**Provided passage:**
======

AgentFairBench: Do LLM Agents Discriminate When They Act?

Large language model (LLM) agents increasingly take actions (screening applicants, recommending credit, triaging patients), yet fairness for LLMs is still measured by grading answers. We introduce AgentFairBench, a cheap, reproducible, multi-domain benchmark for demographic disparity in the actions of LLM agents. Grounded in a companion framework, the Bias Conduction Framework (BCF, restated here), it spans three regulator-anchored domains: hiring, lending, and medical triage. Synthetic, demographic-neutral profiles are evaluated in counterfactual matched sets that vary only a name-coded race x gender signal (in the Bertrand Mullainathan tradition), under four agent scaffolds of increasing agency (direct, chain-of-thought, multi-agent deliberation, tool-augmented). A NumPy-only harness computes counterfactual flip rate, mean absolute score difference (MASD), action-rate disparity, and tool-invocation disparity, with bootstrap confidence intervals, paired tests, and false-discovery-rate control, for single-digit dollars per model. A live leaderboard with a held-out private split and a contamination canary admits external models by submission. Our pilot (864 decisions plus a test-retest replication) carries a methodological lesson: comparing a six-group score spread against a two-run noise difference overstates disparity by ~ 2.4X through statistic arity alone. Against an arity matched noise floor and an omnibus group test, claude haiku 4 5 shows no demographic effect above sampling noise (0 of 120 pairwise and 0 of 9 omnibus contrasts survive correction); a planted-bias test confirms the instrument detects disparity when present. The contribution is a sound, sensitive, adoption-ready instrument, the arity matched null methodology, and open artifacts to scale it. Code, data, and harness are released under open licenses, with an anonymized review artifact.

======

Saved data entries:
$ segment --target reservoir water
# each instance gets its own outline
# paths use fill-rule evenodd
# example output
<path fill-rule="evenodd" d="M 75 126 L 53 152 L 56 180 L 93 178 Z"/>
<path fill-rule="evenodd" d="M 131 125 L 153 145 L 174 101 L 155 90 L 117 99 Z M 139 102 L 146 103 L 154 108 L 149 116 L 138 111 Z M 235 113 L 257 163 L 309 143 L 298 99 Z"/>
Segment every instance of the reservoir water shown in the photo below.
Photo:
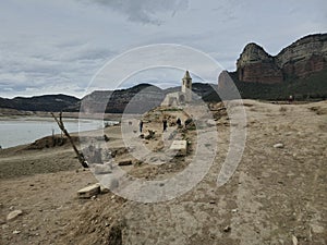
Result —
<path fill-rule="evenodd" d="M 104 127 L 101 120 L 64 119 L 65 128 L 70 133 L 78 131 L 99 130 Z M 109 123 L 114 123 L 110 122 Z M 0 120 L 0 146 L 2 148 L 24 145 L 35 142 L 38 138 L 60 134 L 53 119 L 50 118 L 21 118 L 14 120 Z"/>

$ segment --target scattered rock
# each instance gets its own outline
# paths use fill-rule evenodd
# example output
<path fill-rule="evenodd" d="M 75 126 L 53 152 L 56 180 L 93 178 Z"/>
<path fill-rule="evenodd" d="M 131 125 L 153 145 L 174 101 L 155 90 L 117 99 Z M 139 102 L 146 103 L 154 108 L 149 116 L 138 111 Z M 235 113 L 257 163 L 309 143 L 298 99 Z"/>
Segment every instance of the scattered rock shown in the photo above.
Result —
<path fill-rule="evenodd" d="M 293 245 L 298 245 L 298 238 L 296 238 L 296 236 L 292 235 L 292 242 L 293 242 Z"/>
<path fill-rule="evenodd" d="M 213 120 L 213 119 L 209 119 L 209 120 L 207 121 L 207 125 L 208 125 L 208 126 L 216 126 L 216 121 Z"/>
<path fill-rule="evenodd" d="M 230 232 L 231 228 L 229 225 L 227 225 L 226 228 L 223 228 L 223 232 Z"/>
<path fill-rule="evenodd" d="M 12 232 L 12 234 L 20 234 L 21 233 L 21 231 L 19 231 L 19 230 L 14 230 L 13 232 Z"/>
<path fill-rule="evenodd" d="M 131 164 L 132 164 L 132 160 L 124 160 L 118 163 L 118 166 L 131 166 Z"/>
<path fill-rule="evenodd" d="M 104 163 L 104 164 L 94 163 L 92 164 L 92 167 L 94 167 L 95 174 L 106 174 L 112 172 L 111 163 Z"/>
<path fill-rule="evenodd" d="M 277 143 L 274 145 L 274 148 L 283 148 L 283 144 L 282 143 Z"/>
<path fill-rule="evenodd" d="M 77 192 L 78 198 L 92 198 L 100 193 L 100 184 L 93 184 Z"/>
<path fill-rule="evenodd" d="M 17 209 L 17 210 L 13 210 L 11 211 L 10 213 L 8 213 L 7 216 L 7 220 L 10 221 L 10 220 L 14 220 L 15 218 L 17 218 L 19 216 L 22 216 L 23 215 L 23 211 Z"/>

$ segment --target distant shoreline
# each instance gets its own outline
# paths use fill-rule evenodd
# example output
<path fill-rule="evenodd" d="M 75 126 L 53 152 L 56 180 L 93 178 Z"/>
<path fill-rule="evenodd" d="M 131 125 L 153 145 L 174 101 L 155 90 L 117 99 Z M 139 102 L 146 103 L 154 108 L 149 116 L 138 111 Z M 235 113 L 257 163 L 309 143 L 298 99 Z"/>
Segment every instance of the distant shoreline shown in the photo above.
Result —
<path fill-rule="evenodd" d="M 53 112 L 59 115 L 59 112 Z M 83 115 L 83 117 L 82 117 Z M 83 113 L 80 112 L 62 112 L 62 118 L 66 119 L 105 119 L 111 121 L 120 121 L 121 113 Z M 14 109 L 0 108 L 0 120 L 15 120 L 22 118 L 52 118 L 50 112 L 47 111 L 19 111 Z"/>

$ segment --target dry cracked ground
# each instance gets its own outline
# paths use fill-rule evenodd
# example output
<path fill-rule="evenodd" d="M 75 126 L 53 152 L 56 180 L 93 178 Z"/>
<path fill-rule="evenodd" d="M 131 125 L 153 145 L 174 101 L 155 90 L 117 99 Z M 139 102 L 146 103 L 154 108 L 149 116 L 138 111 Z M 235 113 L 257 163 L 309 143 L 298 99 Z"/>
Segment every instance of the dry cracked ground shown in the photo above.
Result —
<path fill-rule="evenodd" d="M 219 105 L 211 105 L 218 113 L 216 125 L 198 131 L 218 132 L 213 166 L 192 189 L 161 203 L 137 203 L 111 192 L 78 199 L 76 191 L 97 180 L 80 169 L 70 146 L 2 150 L 1 244 L 327 244 L 327 101 L 244 100 L 244 108 L 245 148 L 231 179 L 217 186 L 231 125 L 226 114 L 218 113 Z M 192 115 L 196 113 L 195 108 Z M 155 137 L 134 138 L 156 156 L 166 147 L 160 123 L 165 114 L 185 120 L 178 110 L 153 111 L 144 120 L 145 130 L 156 131 Z M 108 148 L 124 147 L 120 127 L 105 133 Z M 150 164 L 165 162 L 165 156 L 135 160 L 130 148 L 114 159 L 131 159 L 133 166 L 123 168 L 135 177 L 169 179 L 186 169 L 196 152 L 196 131 L 181 130 L 177 137 L 192 143 L 184 158 Z M 13 210 L 22 213 L 8 221 Z"/>

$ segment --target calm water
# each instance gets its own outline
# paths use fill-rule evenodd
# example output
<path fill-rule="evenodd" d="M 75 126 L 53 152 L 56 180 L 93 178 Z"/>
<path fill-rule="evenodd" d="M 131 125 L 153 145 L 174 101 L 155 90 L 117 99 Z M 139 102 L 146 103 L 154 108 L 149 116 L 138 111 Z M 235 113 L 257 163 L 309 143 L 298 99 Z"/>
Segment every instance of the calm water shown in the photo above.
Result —
<path fill-rule="evenodd" d="M 77 119 L 65 119 L 63 123 L 70 133 L 78 132 L 78 128 L 90 131 L 104 127 L 104 121 L 101 120 L 82 120 L 78 125 Z M 0 121 L 0 146 L 8 148 L 33 143 L 38 138 L 52 135 L 52 131 L 55 131 L 55 134 L 60 134 L 53 119 L 24 118 Z"/>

======

**Task prompt:**
Decide whether each statement agrees with the AgentFairBench abstract above, answering yes or no and quoting the words that decide it. (a) The benchmark covers hiring, lending, and medical triage. (b) In the pilot, claude haiku 4 5 showed a demographic effect above sampling noise. (c) Within each counterfactual matched set, the profiles differ in age as well as in a name-coded signal.

**Worked solution:**
(a) Yes: "it spans three regulator-anchored domains: hiring, lending, and medical triage."
(b) No: "claude haiku 4 5 shows no demographic effect above sampling noise."
(c) No: "counterfactual matched sets that vary only a name-coded race x gender signal."